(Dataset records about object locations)
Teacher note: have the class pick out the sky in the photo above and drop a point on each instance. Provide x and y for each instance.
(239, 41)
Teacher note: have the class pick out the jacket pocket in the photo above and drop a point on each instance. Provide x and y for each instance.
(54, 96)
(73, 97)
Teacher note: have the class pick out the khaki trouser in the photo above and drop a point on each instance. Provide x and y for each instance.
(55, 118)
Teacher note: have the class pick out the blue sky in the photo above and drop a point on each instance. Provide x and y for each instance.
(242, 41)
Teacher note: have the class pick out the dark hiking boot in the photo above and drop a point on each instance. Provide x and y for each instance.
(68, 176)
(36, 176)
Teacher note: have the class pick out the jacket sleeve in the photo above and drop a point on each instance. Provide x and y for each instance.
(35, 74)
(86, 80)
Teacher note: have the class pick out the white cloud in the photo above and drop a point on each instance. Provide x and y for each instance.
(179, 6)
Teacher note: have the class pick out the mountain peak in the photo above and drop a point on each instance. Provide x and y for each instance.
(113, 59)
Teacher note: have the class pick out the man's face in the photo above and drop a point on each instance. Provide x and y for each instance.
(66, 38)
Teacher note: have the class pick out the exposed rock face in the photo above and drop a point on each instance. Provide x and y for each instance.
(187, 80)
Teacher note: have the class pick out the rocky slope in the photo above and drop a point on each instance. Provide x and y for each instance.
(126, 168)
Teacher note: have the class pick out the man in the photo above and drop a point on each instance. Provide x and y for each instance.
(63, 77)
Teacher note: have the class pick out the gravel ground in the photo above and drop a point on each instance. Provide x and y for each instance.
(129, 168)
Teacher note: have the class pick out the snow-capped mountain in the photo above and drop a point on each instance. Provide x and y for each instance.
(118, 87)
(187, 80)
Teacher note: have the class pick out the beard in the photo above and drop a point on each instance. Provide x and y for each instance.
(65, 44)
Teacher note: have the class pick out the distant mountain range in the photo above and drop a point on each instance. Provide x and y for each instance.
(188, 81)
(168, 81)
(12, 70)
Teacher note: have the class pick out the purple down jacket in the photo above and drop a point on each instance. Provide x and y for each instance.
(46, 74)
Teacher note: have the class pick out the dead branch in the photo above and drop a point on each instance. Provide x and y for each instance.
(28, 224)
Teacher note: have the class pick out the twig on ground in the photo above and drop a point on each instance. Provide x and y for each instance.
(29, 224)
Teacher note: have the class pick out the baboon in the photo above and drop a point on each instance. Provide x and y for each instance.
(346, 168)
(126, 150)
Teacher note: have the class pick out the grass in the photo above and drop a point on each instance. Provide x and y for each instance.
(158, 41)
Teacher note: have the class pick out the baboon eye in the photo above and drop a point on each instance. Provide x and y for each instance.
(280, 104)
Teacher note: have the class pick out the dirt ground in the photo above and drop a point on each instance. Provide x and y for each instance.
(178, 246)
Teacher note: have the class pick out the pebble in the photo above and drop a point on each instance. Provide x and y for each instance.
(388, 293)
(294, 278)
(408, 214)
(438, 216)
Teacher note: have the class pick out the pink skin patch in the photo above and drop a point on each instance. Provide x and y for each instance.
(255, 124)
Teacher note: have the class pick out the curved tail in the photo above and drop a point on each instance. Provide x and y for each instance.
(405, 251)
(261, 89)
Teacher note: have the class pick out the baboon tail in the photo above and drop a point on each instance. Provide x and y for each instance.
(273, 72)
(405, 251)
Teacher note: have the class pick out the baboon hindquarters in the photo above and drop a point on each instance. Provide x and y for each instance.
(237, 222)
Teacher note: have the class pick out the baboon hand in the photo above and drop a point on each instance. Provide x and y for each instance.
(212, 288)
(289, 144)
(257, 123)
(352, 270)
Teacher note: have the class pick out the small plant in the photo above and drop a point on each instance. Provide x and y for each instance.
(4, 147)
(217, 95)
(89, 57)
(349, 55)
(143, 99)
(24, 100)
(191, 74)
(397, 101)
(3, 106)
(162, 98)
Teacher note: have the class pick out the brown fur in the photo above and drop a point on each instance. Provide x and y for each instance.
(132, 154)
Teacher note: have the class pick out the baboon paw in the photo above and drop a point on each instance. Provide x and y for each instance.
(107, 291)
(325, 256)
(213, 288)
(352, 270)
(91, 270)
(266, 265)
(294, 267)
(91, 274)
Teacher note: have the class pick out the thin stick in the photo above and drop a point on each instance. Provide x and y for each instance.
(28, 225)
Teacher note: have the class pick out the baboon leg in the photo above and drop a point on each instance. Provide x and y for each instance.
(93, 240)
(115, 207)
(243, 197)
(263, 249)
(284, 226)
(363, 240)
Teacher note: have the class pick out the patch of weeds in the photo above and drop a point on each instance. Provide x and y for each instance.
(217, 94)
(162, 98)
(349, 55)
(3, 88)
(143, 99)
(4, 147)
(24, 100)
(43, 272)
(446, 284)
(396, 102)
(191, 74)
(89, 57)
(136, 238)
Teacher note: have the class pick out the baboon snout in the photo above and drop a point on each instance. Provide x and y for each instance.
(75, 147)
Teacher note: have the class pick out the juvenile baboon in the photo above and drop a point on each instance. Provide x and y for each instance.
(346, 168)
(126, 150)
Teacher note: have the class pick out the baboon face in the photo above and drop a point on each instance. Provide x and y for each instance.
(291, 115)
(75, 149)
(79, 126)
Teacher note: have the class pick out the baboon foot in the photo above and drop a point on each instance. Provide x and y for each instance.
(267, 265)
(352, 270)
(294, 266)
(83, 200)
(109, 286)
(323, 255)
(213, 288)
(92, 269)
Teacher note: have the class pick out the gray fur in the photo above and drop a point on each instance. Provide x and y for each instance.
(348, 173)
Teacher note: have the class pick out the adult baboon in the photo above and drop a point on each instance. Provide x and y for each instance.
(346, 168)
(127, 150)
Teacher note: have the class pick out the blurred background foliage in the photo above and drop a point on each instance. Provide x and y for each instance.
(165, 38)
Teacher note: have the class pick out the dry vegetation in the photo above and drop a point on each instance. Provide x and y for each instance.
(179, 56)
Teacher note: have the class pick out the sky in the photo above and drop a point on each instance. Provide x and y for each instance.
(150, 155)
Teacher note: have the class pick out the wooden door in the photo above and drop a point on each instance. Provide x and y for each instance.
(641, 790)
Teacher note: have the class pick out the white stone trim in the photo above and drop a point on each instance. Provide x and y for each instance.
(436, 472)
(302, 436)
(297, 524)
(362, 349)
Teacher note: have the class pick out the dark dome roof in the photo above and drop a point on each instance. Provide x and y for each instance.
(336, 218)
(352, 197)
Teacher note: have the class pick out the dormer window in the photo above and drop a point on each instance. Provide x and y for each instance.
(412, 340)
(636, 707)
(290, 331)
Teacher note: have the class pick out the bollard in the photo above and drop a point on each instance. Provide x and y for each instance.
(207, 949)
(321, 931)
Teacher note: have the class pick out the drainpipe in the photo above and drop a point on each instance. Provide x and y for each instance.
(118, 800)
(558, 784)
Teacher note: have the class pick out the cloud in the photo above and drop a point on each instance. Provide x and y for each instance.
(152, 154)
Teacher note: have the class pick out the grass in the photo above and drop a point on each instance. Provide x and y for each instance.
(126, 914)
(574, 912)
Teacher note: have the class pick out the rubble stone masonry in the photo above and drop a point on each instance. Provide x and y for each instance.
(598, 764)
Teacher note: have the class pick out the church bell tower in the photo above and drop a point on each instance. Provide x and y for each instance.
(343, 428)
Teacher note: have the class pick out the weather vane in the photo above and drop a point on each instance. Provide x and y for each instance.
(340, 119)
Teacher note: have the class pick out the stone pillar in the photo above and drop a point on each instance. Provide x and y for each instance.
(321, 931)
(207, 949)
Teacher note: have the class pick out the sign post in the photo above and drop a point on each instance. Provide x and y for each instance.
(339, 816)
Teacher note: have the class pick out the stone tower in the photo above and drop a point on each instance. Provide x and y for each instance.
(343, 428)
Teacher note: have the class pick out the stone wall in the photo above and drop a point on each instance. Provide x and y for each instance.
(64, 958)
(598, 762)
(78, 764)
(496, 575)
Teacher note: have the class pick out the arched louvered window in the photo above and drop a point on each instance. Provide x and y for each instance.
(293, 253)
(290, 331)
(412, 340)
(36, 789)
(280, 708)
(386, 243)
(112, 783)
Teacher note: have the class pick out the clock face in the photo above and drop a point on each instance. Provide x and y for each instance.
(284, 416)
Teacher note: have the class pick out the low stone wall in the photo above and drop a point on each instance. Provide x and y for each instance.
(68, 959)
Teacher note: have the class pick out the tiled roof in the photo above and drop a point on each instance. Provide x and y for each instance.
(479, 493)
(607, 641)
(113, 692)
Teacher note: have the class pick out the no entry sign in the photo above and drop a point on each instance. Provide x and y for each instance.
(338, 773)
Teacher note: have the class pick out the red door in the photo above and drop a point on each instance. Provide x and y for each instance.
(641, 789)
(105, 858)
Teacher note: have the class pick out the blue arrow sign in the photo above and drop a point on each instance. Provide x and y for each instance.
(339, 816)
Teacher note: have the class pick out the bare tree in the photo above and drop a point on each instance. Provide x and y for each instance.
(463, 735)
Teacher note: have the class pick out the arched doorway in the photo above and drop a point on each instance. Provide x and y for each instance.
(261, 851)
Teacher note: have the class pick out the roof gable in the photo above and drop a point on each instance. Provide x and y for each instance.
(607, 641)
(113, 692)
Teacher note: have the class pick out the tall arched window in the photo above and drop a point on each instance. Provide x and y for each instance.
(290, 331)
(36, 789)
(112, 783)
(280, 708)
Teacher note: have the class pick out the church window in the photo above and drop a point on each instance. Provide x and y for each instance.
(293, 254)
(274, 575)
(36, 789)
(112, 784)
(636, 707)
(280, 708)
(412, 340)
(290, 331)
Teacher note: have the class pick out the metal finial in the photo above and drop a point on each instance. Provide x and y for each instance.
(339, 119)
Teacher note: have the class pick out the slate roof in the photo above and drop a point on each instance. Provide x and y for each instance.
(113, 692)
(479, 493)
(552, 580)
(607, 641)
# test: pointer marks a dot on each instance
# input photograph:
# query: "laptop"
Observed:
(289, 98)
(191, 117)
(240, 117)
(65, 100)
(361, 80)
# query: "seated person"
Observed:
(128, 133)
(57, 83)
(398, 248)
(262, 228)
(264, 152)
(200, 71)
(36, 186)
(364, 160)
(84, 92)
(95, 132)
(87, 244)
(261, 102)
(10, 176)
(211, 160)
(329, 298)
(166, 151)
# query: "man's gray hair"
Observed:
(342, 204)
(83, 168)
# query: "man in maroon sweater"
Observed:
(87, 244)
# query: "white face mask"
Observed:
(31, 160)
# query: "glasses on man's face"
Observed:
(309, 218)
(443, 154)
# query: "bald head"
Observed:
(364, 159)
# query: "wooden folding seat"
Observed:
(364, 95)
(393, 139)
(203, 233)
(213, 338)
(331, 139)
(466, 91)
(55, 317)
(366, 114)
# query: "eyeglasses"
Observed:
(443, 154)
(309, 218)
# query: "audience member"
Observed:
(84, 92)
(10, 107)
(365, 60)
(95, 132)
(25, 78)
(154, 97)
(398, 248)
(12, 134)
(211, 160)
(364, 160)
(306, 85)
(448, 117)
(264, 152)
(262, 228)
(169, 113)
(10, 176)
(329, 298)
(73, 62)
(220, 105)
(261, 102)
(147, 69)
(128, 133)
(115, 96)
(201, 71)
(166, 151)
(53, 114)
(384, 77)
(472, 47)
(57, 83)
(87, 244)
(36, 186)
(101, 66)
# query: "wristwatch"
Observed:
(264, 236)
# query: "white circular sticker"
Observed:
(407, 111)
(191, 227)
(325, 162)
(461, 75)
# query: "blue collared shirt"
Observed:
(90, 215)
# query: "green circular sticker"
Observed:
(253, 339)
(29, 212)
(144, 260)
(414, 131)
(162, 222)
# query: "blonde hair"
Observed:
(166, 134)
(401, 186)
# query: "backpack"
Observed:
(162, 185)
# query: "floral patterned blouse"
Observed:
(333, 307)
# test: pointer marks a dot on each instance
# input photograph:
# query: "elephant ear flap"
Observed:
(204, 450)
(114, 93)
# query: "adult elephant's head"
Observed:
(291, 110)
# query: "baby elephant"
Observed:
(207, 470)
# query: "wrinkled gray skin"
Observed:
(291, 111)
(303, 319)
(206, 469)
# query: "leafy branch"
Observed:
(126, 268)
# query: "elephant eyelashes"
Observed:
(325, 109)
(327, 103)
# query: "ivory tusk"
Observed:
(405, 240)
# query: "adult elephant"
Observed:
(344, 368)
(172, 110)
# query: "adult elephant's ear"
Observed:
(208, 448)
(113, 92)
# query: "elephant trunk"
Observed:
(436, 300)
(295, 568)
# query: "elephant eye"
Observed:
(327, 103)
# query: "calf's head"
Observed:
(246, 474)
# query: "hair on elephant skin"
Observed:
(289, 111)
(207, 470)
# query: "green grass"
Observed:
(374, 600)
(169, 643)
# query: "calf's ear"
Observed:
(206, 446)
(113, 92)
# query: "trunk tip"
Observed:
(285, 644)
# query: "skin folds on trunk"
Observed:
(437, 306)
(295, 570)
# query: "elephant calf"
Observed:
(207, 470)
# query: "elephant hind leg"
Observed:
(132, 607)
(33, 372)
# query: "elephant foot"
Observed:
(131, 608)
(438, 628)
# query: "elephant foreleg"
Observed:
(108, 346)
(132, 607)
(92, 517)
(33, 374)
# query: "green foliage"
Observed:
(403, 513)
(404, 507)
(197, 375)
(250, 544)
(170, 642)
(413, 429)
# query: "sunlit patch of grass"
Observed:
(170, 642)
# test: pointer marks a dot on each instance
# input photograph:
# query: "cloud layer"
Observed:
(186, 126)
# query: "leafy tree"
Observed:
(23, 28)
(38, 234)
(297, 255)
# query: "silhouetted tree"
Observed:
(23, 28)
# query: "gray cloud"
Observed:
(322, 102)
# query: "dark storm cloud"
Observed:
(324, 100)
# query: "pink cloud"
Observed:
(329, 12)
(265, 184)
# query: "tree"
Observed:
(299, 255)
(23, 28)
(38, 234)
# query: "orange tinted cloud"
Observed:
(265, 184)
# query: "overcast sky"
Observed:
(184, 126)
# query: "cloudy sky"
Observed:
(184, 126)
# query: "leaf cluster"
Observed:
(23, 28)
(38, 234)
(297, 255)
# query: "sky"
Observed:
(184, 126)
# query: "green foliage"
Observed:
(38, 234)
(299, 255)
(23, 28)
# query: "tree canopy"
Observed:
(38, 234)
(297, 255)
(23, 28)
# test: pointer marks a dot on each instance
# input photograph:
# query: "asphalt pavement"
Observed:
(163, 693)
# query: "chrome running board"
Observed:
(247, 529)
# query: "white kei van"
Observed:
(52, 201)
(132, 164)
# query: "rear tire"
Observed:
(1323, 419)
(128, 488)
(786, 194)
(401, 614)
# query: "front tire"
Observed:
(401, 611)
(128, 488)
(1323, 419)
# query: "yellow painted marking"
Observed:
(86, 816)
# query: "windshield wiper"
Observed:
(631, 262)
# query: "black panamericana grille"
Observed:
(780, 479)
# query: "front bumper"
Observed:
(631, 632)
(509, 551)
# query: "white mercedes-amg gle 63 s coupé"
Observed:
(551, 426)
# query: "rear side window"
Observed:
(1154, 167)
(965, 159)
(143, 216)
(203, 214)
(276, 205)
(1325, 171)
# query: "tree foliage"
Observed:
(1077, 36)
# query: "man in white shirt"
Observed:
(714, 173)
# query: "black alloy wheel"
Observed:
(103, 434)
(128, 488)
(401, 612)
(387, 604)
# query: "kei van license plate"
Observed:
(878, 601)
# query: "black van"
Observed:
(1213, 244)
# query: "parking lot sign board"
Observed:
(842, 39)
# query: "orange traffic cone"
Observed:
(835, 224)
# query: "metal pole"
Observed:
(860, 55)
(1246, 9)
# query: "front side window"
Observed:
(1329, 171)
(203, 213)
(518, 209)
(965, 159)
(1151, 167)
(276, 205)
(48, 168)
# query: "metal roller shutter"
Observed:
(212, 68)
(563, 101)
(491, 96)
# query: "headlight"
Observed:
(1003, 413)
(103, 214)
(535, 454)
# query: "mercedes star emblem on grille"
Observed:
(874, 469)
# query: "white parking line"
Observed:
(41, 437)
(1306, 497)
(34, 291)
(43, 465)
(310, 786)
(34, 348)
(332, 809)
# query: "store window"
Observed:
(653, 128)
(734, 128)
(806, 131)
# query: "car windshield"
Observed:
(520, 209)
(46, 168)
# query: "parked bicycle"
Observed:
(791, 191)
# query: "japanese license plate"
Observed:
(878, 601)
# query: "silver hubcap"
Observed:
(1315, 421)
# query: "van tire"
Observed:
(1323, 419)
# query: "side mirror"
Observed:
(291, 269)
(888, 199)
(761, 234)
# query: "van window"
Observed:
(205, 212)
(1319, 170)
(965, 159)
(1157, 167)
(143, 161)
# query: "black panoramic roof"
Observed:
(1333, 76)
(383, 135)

## What to work on
Begin with the line that contains "star emblem on" and set down each line exactly until the records above end, including the final line.

## Answer below
# query: "mercedes star emblem on grille"
Observed:
(874, 469)
# query: "white parking line"
Observed:
(41, 437)
(1306, 497)
(34, 291)
(43, 465)
(310, 786)
(34, 348)
(332, 809)
# query: "store window"
Observed:
(653, 128)
(734, 128)
(806, 131)
# query: "car windshield"
Observed:
(520, 209)
(46, 168)
# query: "parked bicycle"
Observed:
(791, 191)
# query: "japanese license plate"
Observed:
(878, 601)
# query: "silver hubcap"
Observed:
(1315, 421)
# query: "van tire"
Observed:
(1323, 419)
# query: "side mirror"
Observed:
(291, 269)
(888, 199)
(761, 234)
# query: "van window"
Observed:
(205, 212)
(1319, 170)
(965, 159)
(1157, 167)
(143, 161)
# query: "black panoramic roof"
Observed:
(1333, 76)
(383, 135)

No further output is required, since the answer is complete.